### [Passage]
______________________________

For example, suppose that you have a large collection of non-pirated and totally legal MP3s in a crowded and massive folder on your hard drive. How could you possibly group together songs without direct access to their metadata? One possible approach could be a mixture of various ML techniques, but clustering is often at the heart of the solution.

Now, what if you could build a clustering predictive model that could automatically group together similar songs, and organize them into your favorite categories such as "country", "rap" and "rock"? The MP3 would be added to the respective playlist in an unsupervised way. In short, unsupervised learning algorithms are commonly used in clustering problems:

Figure 4: Clustering techniques: an example of unsupervised learning

See the preceding diagram to get an idea of a clustering technique being applied to solve this kind of problem. Although the data points are not labeled, we can still do the necessary feature engineering, and group a set of objects in such a way that objects in the same group (called a cluster) are more similar (in some sense) to each other, than to those in other groups (clusters).

______________________________

### [Supplied records]
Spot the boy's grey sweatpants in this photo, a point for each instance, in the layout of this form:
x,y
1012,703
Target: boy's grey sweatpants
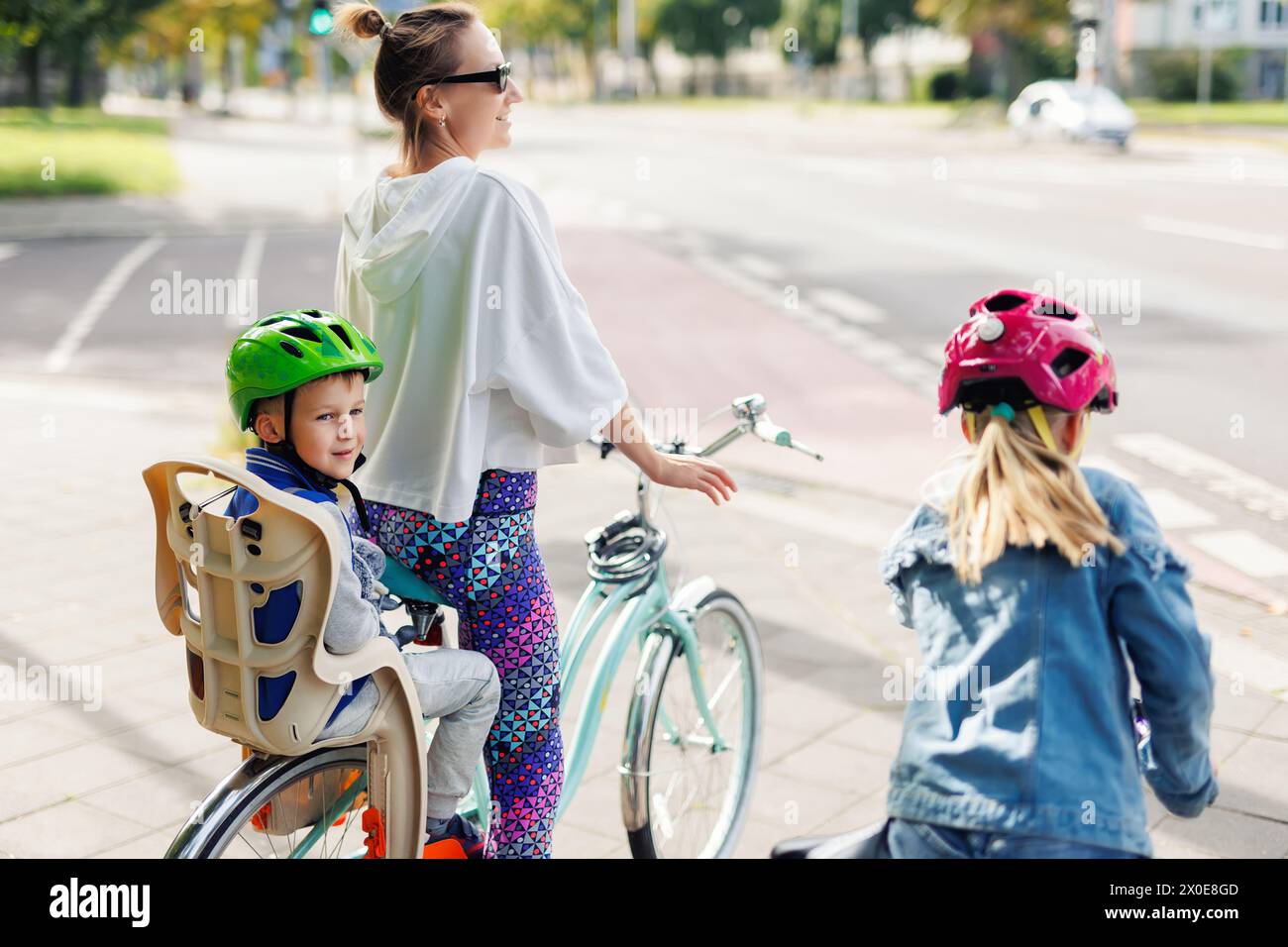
x,y
463,690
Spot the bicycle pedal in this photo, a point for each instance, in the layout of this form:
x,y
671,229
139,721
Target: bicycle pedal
x,y
261,818
445,848
433,638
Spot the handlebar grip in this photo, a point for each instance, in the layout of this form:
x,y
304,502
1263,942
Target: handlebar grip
x,y
769,431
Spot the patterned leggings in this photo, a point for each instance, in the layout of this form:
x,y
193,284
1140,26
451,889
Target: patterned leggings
x,y
490,573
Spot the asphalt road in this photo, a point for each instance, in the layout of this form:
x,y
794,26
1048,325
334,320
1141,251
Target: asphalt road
x,y
883,227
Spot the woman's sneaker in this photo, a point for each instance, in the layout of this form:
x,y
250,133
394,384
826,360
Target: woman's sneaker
x,y
458,839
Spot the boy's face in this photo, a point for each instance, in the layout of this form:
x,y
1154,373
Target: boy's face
x,y
329,425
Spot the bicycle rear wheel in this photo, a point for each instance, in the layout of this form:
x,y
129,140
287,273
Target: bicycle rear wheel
x,y
300,806
688,797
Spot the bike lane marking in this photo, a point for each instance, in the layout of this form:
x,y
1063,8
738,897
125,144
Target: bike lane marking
x,y
99,300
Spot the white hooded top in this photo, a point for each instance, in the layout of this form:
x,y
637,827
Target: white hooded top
x,y
490,360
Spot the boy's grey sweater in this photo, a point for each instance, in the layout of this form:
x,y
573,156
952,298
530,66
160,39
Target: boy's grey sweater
x,y
355,620
355,616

______________________________

### [Tasks and exercises]
1. List the music categories that the clustering passage, placed above the records, gives as examples for organizing songs.
2. Please extend the clustering passage above the records, picking up right after its final sentence.

### [Task-by-task answers]
1. country, rap, rock

2.
This is not easy for a human, because a standard approach is to define a similarity measure between two objects and then look for any cluster of objects that are more similar to each other than they are to the objects in the other clusters. Once we do the clustering, the validation of data points (that is, MP3 files) is completed and we know the pattern of the data (that is, what type of MP3 files fall in to which group).

Reinforcement learning

Reinforcement learning is an artificial intelligence approach that focuses on the learning of the system through its interactions with the environment. With reinforcement learning, the system adapts its parameters based on feedback received from the environment, which then provides feedback on the decisions made. The following diagram shows a person making decisions in order to arrive at their destination. Suppose that, on your drive from home to work, you always choose the same route. However, one day your curiosity takes over and you decide to try a different route, in the hope of finding a shorter commute. This dilemma of trying out new routes, or sticking to the best-known route, is an example of exploration versus exploitation:

Figure 5: An agent always tries to reach the destination.

Another example is a system that models a chess player, that uses the result of its preceding moves to improve its performance. This is a system that learns with reinforcement.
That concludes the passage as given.